▶ _Trecho do documento_:

• • • • • • •

O Novo Código de Processo Civil e o Direito Intertemporal


O Novo Código de Processo Civil e o Direito Intertemporal


*Leonardo Farinha Goulart

Depois de mais de quatro anos de tramitação legislativa, o país, finalmente, terá, a partir do ano que vem, um novo Código de Processo Civil. A nova Lei de Ritos Processuais Cíveis deixou o caráter estritamente legalista para adotar, assim como aconteceu com o Código Civil de 2002, princípios e normas fundamentais da própria Constituição da República. Trata-se, pois, do primeiro Código de Processo Civil brasileiro eminentemente democrático, posto que promulgado após o advento da Constituição da República de 1988.

Referida legislação está sendo muito festejada no âmbito jurídico. E tal como acontece com todo hot topic jurídico, a aplicação do Novo Código de Processo Civil agita o cenário atual e, de outro lado, revela um emaranhado de dúvidas e ansiedade quanto a sua aplicação temporal.

O processo nada mais é do que o procedimento escolhido pelo Estado Moderno para conduzir a solução dos conflitos, levando aos jurisdicionados a justiça, gerando estabilização e paz social.

• • • • • • •

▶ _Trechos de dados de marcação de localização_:

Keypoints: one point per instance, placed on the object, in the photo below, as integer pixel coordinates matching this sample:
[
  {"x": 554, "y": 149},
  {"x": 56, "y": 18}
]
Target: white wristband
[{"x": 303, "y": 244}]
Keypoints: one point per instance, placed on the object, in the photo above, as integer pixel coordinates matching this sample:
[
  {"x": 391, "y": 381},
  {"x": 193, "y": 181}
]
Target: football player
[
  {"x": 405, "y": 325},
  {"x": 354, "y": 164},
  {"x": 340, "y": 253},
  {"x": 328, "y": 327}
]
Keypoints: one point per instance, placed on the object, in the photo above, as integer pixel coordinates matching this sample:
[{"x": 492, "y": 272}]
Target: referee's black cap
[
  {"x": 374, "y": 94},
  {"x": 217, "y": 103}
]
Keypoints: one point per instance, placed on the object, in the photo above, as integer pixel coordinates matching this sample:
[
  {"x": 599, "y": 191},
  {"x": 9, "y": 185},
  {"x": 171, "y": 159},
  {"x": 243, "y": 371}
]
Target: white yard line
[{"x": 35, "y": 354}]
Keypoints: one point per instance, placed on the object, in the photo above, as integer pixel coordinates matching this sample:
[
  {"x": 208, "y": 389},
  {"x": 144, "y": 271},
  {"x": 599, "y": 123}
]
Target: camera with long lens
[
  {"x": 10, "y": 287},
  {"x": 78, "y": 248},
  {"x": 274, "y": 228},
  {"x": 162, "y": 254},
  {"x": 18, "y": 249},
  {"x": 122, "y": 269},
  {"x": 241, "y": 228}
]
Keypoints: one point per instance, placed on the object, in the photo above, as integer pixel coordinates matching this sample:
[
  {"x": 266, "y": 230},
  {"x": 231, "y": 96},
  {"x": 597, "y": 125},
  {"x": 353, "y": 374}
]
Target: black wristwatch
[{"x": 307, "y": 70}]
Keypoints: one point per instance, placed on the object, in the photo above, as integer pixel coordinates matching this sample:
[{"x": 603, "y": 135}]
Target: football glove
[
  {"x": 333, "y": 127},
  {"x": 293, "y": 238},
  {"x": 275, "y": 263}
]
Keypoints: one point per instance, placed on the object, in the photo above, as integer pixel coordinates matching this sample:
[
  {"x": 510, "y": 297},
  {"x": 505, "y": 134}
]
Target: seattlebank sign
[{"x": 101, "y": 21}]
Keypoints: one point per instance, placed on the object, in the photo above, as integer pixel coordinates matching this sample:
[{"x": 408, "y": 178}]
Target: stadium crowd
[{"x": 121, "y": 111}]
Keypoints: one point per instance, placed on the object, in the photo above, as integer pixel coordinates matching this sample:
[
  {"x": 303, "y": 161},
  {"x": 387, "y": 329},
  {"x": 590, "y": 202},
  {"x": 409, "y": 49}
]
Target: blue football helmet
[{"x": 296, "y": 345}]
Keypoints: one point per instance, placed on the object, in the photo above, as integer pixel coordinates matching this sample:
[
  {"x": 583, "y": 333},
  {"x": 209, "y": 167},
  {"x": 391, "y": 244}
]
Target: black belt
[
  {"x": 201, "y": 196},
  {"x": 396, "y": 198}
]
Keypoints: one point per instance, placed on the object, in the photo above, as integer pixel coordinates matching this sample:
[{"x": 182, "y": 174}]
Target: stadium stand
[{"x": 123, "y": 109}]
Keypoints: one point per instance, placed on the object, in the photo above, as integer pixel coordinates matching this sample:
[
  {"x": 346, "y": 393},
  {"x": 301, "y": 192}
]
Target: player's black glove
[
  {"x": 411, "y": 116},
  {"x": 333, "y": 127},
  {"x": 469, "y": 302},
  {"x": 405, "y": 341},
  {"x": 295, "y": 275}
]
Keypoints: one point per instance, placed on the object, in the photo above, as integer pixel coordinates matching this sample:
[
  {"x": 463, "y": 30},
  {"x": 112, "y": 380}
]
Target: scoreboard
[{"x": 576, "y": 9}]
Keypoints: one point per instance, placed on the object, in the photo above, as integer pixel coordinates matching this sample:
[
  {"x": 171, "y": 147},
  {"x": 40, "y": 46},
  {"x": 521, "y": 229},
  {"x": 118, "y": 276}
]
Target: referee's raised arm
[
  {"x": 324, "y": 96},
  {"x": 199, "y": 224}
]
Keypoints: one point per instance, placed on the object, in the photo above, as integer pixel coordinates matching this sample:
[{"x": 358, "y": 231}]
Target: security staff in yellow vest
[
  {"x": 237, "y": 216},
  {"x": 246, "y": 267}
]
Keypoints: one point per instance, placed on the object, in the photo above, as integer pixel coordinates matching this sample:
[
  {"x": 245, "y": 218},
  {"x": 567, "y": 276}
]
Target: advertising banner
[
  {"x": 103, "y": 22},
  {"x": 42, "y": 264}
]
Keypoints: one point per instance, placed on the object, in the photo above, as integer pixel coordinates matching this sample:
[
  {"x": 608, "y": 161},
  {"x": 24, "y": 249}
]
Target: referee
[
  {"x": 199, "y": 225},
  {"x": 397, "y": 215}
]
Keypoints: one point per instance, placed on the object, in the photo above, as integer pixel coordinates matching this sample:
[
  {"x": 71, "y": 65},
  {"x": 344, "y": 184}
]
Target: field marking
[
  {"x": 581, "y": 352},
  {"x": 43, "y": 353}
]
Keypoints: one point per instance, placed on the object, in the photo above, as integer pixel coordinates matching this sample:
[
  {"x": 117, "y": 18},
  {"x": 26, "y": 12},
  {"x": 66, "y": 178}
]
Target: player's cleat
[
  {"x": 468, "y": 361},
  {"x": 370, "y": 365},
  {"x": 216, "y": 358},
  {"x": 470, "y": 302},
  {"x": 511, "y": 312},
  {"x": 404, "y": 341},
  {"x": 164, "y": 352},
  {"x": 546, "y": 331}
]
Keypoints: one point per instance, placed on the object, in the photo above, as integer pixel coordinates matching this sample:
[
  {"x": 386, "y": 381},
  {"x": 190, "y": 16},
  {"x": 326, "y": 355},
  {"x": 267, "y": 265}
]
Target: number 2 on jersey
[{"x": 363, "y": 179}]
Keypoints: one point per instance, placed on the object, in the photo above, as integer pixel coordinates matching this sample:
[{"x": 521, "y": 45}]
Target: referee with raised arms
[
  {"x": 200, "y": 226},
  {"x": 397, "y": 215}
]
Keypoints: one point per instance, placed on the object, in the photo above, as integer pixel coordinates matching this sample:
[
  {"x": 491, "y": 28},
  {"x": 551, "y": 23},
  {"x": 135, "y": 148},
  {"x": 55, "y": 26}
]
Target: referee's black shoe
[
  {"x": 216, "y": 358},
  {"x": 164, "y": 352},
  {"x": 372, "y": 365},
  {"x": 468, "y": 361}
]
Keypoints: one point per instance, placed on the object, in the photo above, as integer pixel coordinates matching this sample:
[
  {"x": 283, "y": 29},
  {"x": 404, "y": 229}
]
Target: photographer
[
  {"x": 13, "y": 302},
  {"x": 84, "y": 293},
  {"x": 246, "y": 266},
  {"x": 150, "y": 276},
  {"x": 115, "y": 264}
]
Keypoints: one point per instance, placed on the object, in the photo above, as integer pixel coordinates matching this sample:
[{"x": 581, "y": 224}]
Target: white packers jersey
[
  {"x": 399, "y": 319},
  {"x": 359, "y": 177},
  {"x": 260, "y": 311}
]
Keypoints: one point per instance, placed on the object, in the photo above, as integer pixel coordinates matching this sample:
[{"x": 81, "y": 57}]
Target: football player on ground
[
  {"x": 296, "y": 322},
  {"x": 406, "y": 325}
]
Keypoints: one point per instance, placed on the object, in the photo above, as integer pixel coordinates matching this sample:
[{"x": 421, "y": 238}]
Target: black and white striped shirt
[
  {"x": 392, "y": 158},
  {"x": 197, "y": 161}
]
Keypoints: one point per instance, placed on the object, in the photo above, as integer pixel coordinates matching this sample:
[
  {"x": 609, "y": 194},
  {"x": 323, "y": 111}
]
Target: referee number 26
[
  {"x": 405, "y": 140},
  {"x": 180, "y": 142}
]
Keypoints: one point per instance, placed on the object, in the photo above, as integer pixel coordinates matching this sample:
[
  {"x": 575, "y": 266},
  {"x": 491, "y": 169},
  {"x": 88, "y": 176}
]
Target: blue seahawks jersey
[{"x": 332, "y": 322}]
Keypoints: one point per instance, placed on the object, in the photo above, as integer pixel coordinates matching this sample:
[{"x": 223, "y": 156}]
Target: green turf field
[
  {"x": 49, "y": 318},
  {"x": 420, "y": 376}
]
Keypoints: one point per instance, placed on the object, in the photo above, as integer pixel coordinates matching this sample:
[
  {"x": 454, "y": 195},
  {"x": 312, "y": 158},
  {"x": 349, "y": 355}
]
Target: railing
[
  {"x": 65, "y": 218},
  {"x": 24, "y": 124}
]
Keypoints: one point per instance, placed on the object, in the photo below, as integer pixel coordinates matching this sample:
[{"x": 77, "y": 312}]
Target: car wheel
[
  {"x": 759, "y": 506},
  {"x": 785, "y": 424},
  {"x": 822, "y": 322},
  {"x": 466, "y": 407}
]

• • • • • • •

▶ _Exercícios a fazer_:
1. Reproduza fielmente o trecho do artigo sobre o novo Código de Processo Civil que começa em "Depois de mais" e segue até "sua aplicação temporal.".
2. Liste os diplomas legais brasileiros citados no artigo sobre o novo Código de Processo Civil.
3. Retome o artigo sobre o novo Código de Processo Civil logo após a última frase apresentada e dê continuidade ao texto.

▶ _Respostas dos exercícios_:
1.
Depois de mais de quatro anos de tramitação legislativa, o país, finalmente, terá, a partir do ano que vem, um novo Código de Processo Civil. A nova Lei de Ritos Processuais Cíveis deixou o caráter estritamente legalista para adotar, assim como aconteceu com o Código Civil de 2002, princípios e normas fundamentais da própria Constituição da República. Trata-se, pois, do primeiro Código de Processo Civil brasileiro eminentemente democrático, posto que promulgado após o advento da Constituição da República de 1988.

Referida legislação está sendo muito festejada no âmbito jurídico. E tal como acontece com todo hot topic jurídico, a aplicação do Novo Código de Processo Civil agita o cenário atual e, de outro lado, revela um emaranhado de dúvidas e ansiedade quanto a sua aplicação temporal.

2.
- o novo Código de Processo Civil (também chamado de nova Lei de Ritos Processuais Cíveis)
- o Código Civil de 2002
- a Constituição da República de 1988

3.
Nos próximos anos, a partir da entrada em vigor do Novo Código de Processo Civil, a sociedade brasileira, o Poder Judiciário e as partes terão de conviver com situações peculiares, cuja aplicação poderá atrair a atual legislação ou a nova Lei de Ritos Processuais Cíveis. Vale dizer: haverá situações processuais jurídicas em que o Código de Processo Civil de 1973 haverá de ser aplicado e outras em que a Lei 13.105/2015 será utilizada.

A legislação processual tem aplicação imediata no tempo, respeitados os atos praticados e as situações jurídicas consolidadas sob a vigência da norma revogada. Isto é o que dispõe o artigo 14, do Novo Código de Processo Civil, in verbis:

“Art. 14. A norma processual não retroagirá e será aplicável imediatamente aos processos em curso, respeitados os atos processuais praticados e as situações jurídicas consolidadas sob a vigência da norma revogada.”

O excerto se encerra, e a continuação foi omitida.